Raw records
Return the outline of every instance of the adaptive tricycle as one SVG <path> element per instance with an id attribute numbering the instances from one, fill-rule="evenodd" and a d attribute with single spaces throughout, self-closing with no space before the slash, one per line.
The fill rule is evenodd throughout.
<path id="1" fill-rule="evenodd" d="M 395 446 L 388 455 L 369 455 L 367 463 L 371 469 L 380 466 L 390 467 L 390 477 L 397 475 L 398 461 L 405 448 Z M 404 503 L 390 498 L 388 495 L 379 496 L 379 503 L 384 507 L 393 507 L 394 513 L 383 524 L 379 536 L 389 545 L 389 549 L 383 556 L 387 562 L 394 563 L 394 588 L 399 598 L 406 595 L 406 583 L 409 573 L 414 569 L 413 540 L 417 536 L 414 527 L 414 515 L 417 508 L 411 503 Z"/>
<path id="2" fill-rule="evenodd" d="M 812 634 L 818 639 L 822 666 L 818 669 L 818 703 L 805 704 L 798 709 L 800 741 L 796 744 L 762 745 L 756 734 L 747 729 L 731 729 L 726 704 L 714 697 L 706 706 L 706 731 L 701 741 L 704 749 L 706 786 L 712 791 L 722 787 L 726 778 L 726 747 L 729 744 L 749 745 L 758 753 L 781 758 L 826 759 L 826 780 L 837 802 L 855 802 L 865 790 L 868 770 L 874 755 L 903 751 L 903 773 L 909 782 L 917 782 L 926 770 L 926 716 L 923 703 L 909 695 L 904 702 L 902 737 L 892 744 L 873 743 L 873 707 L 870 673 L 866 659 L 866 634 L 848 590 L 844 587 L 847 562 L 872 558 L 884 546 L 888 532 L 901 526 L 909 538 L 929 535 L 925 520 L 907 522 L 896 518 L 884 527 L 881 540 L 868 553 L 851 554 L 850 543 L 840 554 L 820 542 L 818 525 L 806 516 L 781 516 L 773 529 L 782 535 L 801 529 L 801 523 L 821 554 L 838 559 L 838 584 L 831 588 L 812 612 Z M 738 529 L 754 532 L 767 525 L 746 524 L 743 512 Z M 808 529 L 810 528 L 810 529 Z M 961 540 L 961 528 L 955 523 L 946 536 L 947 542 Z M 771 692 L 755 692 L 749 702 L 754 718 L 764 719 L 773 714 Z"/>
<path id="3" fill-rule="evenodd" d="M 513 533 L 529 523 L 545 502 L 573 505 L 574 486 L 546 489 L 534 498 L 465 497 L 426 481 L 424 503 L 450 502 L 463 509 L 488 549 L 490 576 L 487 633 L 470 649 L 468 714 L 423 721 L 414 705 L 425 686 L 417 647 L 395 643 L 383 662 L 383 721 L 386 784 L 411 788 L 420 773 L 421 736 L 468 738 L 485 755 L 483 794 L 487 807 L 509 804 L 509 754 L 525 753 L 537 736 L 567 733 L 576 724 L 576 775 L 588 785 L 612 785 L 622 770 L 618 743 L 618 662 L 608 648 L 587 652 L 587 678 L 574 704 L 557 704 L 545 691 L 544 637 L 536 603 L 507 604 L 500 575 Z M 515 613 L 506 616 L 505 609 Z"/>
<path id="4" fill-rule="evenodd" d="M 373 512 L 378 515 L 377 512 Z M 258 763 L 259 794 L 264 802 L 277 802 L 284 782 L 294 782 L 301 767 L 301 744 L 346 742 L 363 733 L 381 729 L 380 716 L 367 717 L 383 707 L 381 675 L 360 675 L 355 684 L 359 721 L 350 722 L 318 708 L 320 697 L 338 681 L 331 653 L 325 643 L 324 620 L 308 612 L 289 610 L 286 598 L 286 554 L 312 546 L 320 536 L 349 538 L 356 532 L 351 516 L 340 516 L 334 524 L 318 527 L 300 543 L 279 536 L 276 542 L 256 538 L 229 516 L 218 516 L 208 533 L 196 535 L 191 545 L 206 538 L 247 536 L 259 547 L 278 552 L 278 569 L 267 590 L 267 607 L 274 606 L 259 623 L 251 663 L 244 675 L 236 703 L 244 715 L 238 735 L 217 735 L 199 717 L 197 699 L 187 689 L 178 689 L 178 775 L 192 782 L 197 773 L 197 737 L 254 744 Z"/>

=== Exercise brief ===
Give the rows above, from the first one up to and including the one containing "812 634 L 818", as a Markdown table with the columns Number and Content, leaving out any blank lines.

=== Answer to this exercise ===
| Number | Content |
|---|---|
| 1 | Return the outline of every instance of the adaptive tricycle as one SVG <path> element per instance with an id attribute numbering the instances from one, fill-rule="evenodd" and a d attribute with single spaces throughout, self-closing with no space before the slash, one per line. |
| 2 | The fill rule is evenodd throughout. |
| 3 | <path id="1" fill-rule="evenodd" d="M 395 446 L 388 455 L 369 455 L 367 463 L 371 469 L 380 466 L 390 467 L 390 477 L 397 475 L 398 461 L 405 448 Z M 404 503 L 390 498 L 388 495 L 379 496 L 379 503 L 384 507 L 393 507 L 394 513 L 383 524 L 379 536 L 389 545 L 389 549 L 383 556 L 387 562 L 394 563 L 394 588 L 399 598 L 406 595 L 406 583 L 409 573 L 414 569 L 413 540 L 417 536 L 414 527 L 414 515 L 417 508 L 411 503 Z"/> |
| 4 | <path id="2" fill-rule="evenodd" d="M 812 634 L 818 639 L 822 666 L 818 669 L 818 703 L 805 704 L 798 709 L 800 741 L 796 744 L 762 745 L 756 734 L 747 729 L 731 729 L 726 704 L 714 697 L 706 706 L 706 731 L 701 741 L 704 749 L 706 786 L 712 791 L 722 787 L 726 778 L 726 747 L 729 744 L 749 745 L 758 753 L 781 758 L 826 759 L 826 780 L 837 802 L 855 802 L 865 790 L 868 770 L 874 755 L 903 751 L 903 773 L 909 782 L 917 782 L 926 770 L 926 716 L 923 703 L 909 695 L 904 702 L 902 737 L 892 744 L 873 743 L 873 707 L 870 673 L 866 659 L 866 634 L 848 590 L 844 587 L 847 562 L 872 558 L 884 546 L 888 532 L 901 526 L 909 538 L 929 535 L 925 520 L 907 522 L 896 518 L 884 527 L 881 540 L 868 553 L 851 554 L 850 543 L 840 554 L 820 542 L 818 525 L 806 516 L 781 516 L 773 529 L 782 535 L 801 529 L 801 523 L 821 554 L 838 559 L 838 584 L 831 588 L 812 612 Z M 738 529 L 754 532 L 767 525 L 746 524 L 743 512 Z M 808 529 L 810 528 L 810 529 Z M 961 540 L 961 528 L 955 523 L 946 536 L 947 542 Z M 771 692 L 755 692 L 749 702 L 754 718 L 764 719 L 773 714 Z"/> |